• WORK ORDER:
Each record below needs to be written out exactly as it appears.

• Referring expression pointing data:
►

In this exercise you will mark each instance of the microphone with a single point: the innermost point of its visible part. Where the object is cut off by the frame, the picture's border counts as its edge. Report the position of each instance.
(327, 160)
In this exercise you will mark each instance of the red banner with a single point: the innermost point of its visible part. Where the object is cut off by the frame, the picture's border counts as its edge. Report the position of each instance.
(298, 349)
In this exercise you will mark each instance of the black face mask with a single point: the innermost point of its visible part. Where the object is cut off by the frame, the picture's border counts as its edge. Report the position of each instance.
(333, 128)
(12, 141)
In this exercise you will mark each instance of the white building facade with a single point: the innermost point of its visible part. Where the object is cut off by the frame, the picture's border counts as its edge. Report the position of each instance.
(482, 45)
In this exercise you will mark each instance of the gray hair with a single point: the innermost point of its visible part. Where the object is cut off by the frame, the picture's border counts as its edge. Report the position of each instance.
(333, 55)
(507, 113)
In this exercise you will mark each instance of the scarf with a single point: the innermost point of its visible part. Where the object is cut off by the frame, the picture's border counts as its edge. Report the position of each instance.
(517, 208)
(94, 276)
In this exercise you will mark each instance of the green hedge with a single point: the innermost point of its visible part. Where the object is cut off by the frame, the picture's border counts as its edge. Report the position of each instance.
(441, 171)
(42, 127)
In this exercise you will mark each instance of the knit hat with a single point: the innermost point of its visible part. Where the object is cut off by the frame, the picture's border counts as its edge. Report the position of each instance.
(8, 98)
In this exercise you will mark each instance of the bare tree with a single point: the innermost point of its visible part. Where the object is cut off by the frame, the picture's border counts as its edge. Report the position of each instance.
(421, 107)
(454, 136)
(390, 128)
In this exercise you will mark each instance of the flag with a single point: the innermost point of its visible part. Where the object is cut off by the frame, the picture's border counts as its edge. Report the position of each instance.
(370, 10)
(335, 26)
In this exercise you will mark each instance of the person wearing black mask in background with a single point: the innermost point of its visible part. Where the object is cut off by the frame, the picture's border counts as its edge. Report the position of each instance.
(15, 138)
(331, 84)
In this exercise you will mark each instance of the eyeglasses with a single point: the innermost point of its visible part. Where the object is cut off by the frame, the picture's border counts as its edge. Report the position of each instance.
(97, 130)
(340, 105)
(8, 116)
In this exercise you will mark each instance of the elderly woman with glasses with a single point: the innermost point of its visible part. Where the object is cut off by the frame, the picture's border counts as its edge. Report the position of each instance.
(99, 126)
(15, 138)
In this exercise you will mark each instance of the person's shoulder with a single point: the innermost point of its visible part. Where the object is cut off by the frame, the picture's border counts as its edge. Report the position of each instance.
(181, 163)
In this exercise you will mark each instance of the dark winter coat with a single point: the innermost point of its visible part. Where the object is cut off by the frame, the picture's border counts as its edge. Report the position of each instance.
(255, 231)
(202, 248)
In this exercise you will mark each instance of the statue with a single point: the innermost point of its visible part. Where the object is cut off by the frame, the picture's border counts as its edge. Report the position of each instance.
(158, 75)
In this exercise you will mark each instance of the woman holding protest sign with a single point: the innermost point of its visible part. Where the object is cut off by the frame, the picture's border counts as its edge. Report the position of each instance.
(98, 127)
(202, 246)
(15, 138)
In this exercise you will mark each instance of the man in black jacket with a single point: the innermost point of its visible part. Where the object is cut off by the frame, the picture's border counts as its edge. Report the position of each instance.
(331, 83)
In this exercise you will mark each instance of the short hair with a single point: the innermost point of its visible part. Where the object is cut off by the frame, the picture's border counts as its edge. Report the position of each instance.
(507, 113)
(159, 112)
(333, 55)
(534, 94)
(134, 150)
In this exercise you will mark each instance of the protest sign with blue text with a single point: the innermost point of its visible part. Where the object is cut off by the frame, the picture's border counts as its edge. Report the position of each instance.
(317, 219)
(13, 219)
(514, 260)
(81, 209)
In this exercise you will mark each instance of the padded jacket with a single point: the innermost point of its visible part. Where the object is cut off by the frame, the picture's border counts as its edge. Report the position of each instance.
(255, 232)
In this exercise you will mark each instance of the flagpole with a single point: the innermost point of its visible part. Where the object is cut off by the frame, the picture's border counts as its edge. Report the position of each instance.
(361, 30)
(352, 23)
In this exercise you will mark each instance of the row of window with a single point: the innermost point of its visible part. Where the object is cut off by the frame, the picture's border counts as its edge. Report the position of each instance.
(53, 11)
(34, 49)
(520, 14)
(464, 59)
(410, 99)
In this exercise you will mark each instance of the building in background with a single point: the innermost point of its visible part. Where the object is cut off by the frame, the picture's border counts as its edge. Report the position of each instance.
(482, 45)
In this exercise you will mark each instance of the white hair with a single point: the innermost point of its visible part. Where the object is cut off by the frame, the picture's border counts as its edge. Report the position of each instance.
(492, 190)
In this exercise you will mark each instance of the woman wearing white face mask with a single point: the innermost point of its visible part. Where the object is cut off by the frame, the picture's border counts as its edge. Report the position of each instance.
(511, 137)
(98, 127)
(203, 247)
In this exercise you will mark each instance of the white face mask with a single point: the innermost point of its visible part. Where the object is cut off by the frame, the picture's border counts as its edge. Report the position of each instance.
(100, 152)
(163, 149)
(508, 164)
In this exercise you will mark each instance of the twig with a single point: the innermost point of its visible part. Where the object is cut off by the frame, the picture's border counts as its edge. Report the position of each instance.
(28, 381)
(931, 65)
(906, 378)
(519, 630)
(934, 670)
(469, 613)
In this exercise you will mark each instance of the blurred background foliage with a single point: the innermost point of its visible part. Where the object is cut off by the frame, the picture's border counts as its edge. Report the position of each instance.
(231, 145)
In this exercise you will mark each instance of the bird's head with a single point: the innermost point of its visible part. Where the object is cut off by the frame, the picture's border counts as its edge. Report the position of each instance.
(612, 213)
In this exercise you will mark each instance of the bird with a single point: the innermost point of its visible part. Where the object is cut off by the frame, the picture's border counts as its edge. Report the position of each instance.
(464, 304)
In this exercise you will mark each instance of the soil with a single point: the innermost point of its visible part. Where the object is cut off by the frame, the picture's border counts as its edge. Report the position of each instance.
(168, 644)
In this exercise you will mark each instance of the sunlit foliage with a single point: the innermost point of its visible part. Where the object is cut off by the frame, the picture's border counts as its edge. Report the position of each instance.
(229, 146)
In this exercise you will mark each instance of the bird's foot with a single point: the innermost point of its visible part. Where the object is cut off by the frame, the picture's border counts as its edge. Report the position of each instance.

◄

• RESULT:
In this exercise you will mark each instance of the microphone with a single point: the innermost point of its visible part. Where the object is cut off by the frame, the picture's border counts as its edge. Report the position of each instance.
(327, 160)
In this exercise you will mark each instance of the red banner with a single point: the innermost point of its visible part. Where the object is cut off by the frame, the picture's border counts as its edge. Report the position of each instance.
(298, 349)
In this exercise you will mark each instance of the black face mask with a single point: the innermost point of its visible part. Where the object is cut off by the frame, the picture's border counts as its edge. Report the position of each instance.
(333, 128)
(12, 141)
In this exercise you will mark each instance of the white building facade with a single point: the innermost point of its visible part. Where the object is cut off by the frame, the picture's border counts as its edge. Report the position of each instance.
(482, 45)
In this exercise you will mark each instance of the gray hair with a single point: the innermost point of its visible part. Where the object is cut off by the frame, the picture's border counts as its edge. Report the position of each instance.
(333, 55)
(507, 113)
In this exercise you will mark each instance of the scarf with a single point: the innermost point of its visible part. Where the object is cut off by the frame, the picture's border counts as its edge. Report the position of each instance.
(517, 208)
(94, 276)
In this exercise you will mark each instance of the green hedge with a single point: the innermost point of its visible part. Where the object is cut off by the frame, the picture's border counts as its edge. Report the position of each instance.
(441, 171)
(42, 127)
In this exercise you will mark each instance of the knit hat with a single point: the innermost point of its visible part. Where the object is cut off by the frame, the picture's border counts as its edge. Report the position of each instance.
(8, 98)
In this exercise you will mark each instance of the bare tree with a single point: the innermost point of its visible part. Where the object is cut off by the frame, the picture's border counts as its edge. Report the position of each instance.
(421, 107)
(454, 136)
(390, 128)
In this exercise you will mark each instance of the flag with a single point: the innermost point of its visible part. Where the object is cut off by the frame, the picture's border counts as its edge. Report the position of each instance.
(370, 10)
(335, 26)
In this exercise you will mark each instance of the person wearing black mask in background with a single point: the innermost point of its visible part. Where the object is cut off by the frame, the picture's border counts as its edge. Report the position of each instance.
(15, 138)
(331, 84)
In this exercise you will mark each instance of the eyeglasses with a single point: the innermost point of its visible part. Where the object is cut off by the frame, the picture's border counts as its edge. Report the position of each instance.
(97, 130)
(340, 105)
(8, 116)
In this exercise you will mark each instance of the elderly woman with glasses with a single point: the innermost point of its visible part. Where the object is cut off by the frame, the picture's border counts as its edge. Report the position of each instance.
(99, 126)
(15, 138)
In this exercise you will mark each instance of the person's shoulder with a single point: the innermost point of its visible part. Where the object is cut off by the frame, the picture's border counts as its edge. Report the position of each instance.
(181, 163)
In this exercise you will mark each instance of the dark winter coat with a single point: the innermost point of its visible part. Where the object is cut off by the frame, the picture's border counts as its edge. Report the position of each instance.
(255, 231)
(202, 248)
In this exercise you will mark each instance of the statue with a single point: the innermost point of its visible part. Where the object is cut off by the frame, the picture's border counts as its edge. Report the position of each instance.
(158, 75)
In this exercise you will mark each instance of the woman holding protest sign with a single point: the innermost point of its visible part. Where the object is cut off by the frame, the picture's border counts as its edge. Report the position of each instance.
(98, 127)
(202, 246)
(15, 138)
In this exercise you will mark each instance of the man in black jacket with a single point: the innermost point of its visible part. Where the object is cut off by the frame, the picture's border counts as its edge. Report the position of each instance.
(331, 83)
In this exercise you will mark each instance of the short hair with a single point: the innermost point of its visible part. Where the object is cut off by the frame, the picture's border counts as its edge. Report the position of each instance.
(507, 113)
(159, 112)
(333, 55)
(534, 94)
(134, 150)
In this exercise you will mark each instance of the protest sign with blue text with a single point: the innermost point of its visible part. Where the object is cut off by the frame, the picture's border counts as its edge. Report the position of each instance.
(317, 219)
(13, 219)
(514, 260)
(81, 209)
In this exercise you will mark each instance of the padded jacket with a single point: the innermost point of its visible part. Where the object is cut off by the frame, the picture's border counts as its edge. Report the position of each instance.
(255, 232)
In this exercise you will mark each instance of the flagpole with a single point: the innermost point of its visible part. Where the object is cut off by the frame, the picture's border counts as its edge. Report the position of each instance.
(361, 30)
(352, 23)
In this exercise you will mark each instance of the row of window with a single point: the innermost point of its visible part. Where the object is cut off by the frame, the picture's border counts as its edge. Report the position of each instance.
(53, 11)
(34, 49)
(520, 14)
(464, 59)
(410, 99)
In this exercise you will mark each instance of the building in background with a single point: the innermost point of its visible part. Where the object is cut off by the frame, the picture's border counts as its edge. Report the position of each instance.
(482, 45)
In this exercise you will mark each instance of the white hair with a single point: the innermost point of its visible part. Where the object is cut off by the frame, the picture's border counts as its edge. Report the position of each instance.
(492, 190)
In this exercise you will mark each instance of the woman wearing white face mask with a single point: the innermost point of its visible part. Where the object is cut off by the frame, the picture's border counts as its edge. Report the position of each instance.
(511, 137)
(98, 127)
(203, 247)
In this exercise you will mark each instance of the white face mask with a single point: the innermost point of its visible part. Where the object is cut off by the frame, the picture's border counts as its edge. Report the position of each instance.
(100, 152)
(163, 149)
(508, 164)
In this exercise you will mark each instance of the twig with a single point: the innermost point of its visible part. Where the object is cut off by the frame, the picture's border counts as its edge. Report the position of each instance.
(28, 381)
(931, 65)
(906, 378)
(519, 630)
(934, 670)
(469, 613)
In this exercise you will mark each instance of the blurred background foliage with a single point: the innermost point of its visible part. Where the object is cut off by the frame, the picture's border counts as its edge. Report the position of each instance.
(231, 145)
In this exercise you will mark each instance of the bird's head with a single point: the innermost point of its visible part. Where the object is cut off by the frame, the picture's border counts as its edge. Report the position of each instance.
(612, 213)
In this exercise you will mark each instance of the bird with a single point: the innermost point of its visible part. Where the object is cut off by the frame, the picture's border counts as its edge. Report the position of each instance.
(464, 304)
In this exercise you will mark each instance of the soil with a single point: the innermost point of its visible part. Where the object is cut off by the frame, the picture's border counts as its edge. Report the position of each instance.
(168, 644)
In this exercise you will mark each instance of the sunlit foliage with a single point: the innermost point of its visible part. Where the object is cut off by the frame, the picture's border counts as its edge. Report the position of each instance.
(229, 146)
In this exercise you will mark each instance of the bird's foot with a single point: the innermost point of its visible part. Where the object is cut off by the frame, the picture's border counts as its edge. Report the position of each instance.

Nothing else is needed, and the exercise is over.